§ **Goals**
(A) Would you quote the passage on disability inclusion in the DRC word for word, from "Lessons learned from" up to and including "pillars more difficult."?
(B) Can you gather every line of the records below that contains the string "shorts"? Case counts.

§ **Source passage**
▶
October, 2025, DRC - Erick Majanama (Tunafasi Program Manager ADED)
Since 2019, disability inclusion efforts in the Democratic Republic of Congo (DRC) have been largely shaped by the National Community-Based Rehabilitation Program (PNRBC), coordinated by the National Ministry of Health in DRC. While the PNRBC was an important step, it placed disability almost exclusively within the health sector. Provincial coordination was managed by the Health Division, and local implementation was assigned to Health Zones in policy; however, in practice, implementation remained largely absent.
For programs such as the DPRP/Tunafasi program of ADED in Eastern DRC (Uvira, Goma, Baraka, and most recently Bukavu), this structure created several limitations. Health zones became the primary agreement managers and the official entry points for collaboration, which often resulted in the program being perceived as a health initiative rather than a multisector inclusion effort. Activities related to education, livelihoods, social empowerment and prevention were less recognized and more difficult to advocate for, and municipalities or decentralized entities—Communes (neighborhood level)—were not positioned as duty-bearers because disability coordination remained within the health system.
A New Policy Landscape in DRC
In recent years, important legislative and policy developments have significantly broadened the country’s approach towards disability inclusion (on policy level). The adoption of the Organic Law 22/003 in 2022 established a national legal basis for the protection and promotion of the rights of persons with disabilities. The government also created the Delegated Ministry for Persons with Disabilities and its National Secretariat to guide policy direction.
Two major decrees adopted in 2024 further strengthened the enabling environment:
- New accessibility standards for public infrastructure
- Mandatory employment quotas: 5% of public jobs and 3% of private-sector positions reserved for persons with disabilities
In 2025, the Council of Ministers approved the National Policy and the 2025–2030 Strategy for the Empowerment and Social Inclusion of Persons with Disabilities. This new strategy introduces a multisector coordination framework and mandates the creation of provincial disability divisions and municipal disability focal points. For the first time, disability inclusion is formally recognized and positioned as a cross-cutting governance responsibility—not only a health-sector concern.
Lessons learned from the National Community Based Rehabilitation Program (PNRBC) Era
Several challenges emerged during the implementation of the DPRP/Tunafasi DRC program under the PNRBC policy framework:
- Sector bias: Disability inclusion was understood primarily as a health matter, with limited integration of inclusive education, economic livelihoods, prevention, and social participation.
- Coordination gap: Municipalities and other sectors were sidelined, which limited holistic disability inclusion.
- Narrow program framing: Because agreements were signed with health zones, many stakeholders assumed Tunafasi was a health project, making advocacy for the other CBR pillars more difficult.
This together made the advocacy for the Tunafasi program, focusing on all CBR pillars, more challenging, as the other pillars (education, economic livelihoods, social participation) were less recognized by the government and community stakeholders.
New Opportunities for ADED and Organizations of Persons with Disabilities (OPDs)
◀
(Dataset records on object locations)
▶
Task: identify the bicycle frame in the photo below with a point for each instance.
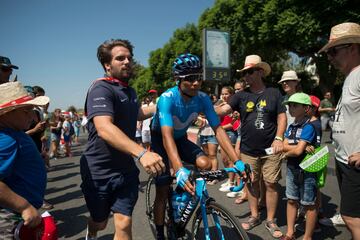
(203, 196)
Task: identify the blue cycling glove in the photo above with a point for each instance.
(182, 175)
(239, 165)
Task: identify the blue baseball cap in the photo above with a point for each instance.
(5, 62)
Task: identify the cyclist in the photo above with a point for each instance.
(177, 108)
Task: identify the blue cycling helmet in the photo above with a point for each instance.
(186, 64)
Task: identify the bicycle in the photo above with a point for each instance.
(211, 219)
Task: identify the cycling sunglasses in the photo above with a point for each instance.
(335, 50)
(191, 77)
(6, 69)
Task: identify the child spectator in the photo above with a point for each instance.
(22, 170)
(301, 186)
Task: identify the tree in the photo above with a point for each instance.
(184, 40)
(273, 28)
(71, 109)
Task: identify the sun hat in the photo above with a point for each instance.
(46, 230)
(5, 62)
(342, 34)
(315, 101)
(254, 61)
(289, 76)
(301, 98)
(152, 91)
(14, 95)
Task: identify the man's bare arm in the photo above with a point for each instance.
(111, 134)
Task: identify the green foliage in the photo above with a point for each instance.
(269, 28)
(71, 109)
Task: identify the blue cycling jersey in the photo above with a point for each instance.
(174, 111)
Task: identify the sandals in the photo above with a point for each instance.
(286, 237)
(251, 222)
(240, 200)
(272, 227)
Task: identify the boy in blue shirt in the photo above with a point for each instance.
(301, 186)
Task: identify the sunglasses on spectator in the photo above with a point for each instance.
(250, 71)
(191, 77)
(5, 69)
(335, 50)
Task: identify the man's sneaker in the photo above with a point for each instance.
(234, 194)
(336, 220)
(225, 183)
(89, 238)
(301, 227)
(226, 188)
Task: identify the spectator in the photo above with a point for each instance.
(66, 133)
(326, 110)
(213, 98)
(290, 83)
(208, 143)
(343, 52)
(300, 185)
(145, 128)
(263, 122)
(22, 182)
(108, 161)
(239, 86)
(153, 96)
(77, 126)
(6, 69)
(227, 123)
(55, 129)
(177, 109)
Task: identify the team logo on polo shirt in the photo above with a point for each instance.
(250, 106)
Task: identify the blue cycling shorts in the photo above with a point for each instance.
(117, 194)
(188, 152)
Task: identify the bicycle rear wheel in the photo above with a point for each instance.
(230, 226)
(150, 194)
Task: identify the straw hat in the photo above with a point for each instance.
(14, 95)
(301, 98)
(254, 61)
(342, 34)
(288, 76)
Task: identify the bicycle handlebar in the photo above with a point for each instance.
(219, 174)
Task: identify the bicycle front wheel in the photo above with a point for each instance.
(230, 226)
(149, 203)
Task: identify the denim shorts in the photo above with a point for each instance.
(117, 194)
(301, 186)
(349, 184)
(232, 136)
(188, 152)
(208, 139)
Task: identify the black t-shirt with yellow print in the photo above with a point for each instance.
(258, 114)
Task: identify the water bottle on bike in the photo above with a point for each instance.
(179, 201)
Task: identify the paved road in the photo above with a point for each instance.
(70, 210)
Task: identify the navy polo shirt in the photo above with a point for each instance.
(110, 99)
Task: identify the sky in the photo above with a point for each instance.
(54, 42)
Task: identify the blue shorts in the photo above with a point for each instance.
(188, 152)
(208, 139)
(55, 137)
(117, 194)
(67, 138)
(301, 186)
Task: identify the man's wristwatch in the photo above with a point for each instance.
(279, 138)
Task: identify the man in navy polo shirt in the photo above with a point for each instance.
(109, 174)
◀
§ **Solutions per task**
(A)
Lessons learned from the National Community Based Rehabilitation Program (PNRBC) Era
Several challenges emerged during the implementation of the DPRP/Tunafasi DRC program under the PNRBC policy framework:
- Sector bias: Disability inclusion was understood primarily as a health matter, with limited integration of inclusive education, economic livelihoods, prevention, and social participation.
- Coordination gap: Municipalities and other sectors were sidelined, which limited holistic disability inclusion.
- Narrow program framing: Because agreements were signed with health zones, many stakeholders assumed Tunafasi was a health project, making advocacy for the other CBR pillars more difficult.

(B)
Task: identify the blue cycling shorts in the photo above with a point for each instance.
Task: identify the denim shorts in the photo above with a point for each instance.
Task: identify the blue shorts in the photo above with a point for each instance.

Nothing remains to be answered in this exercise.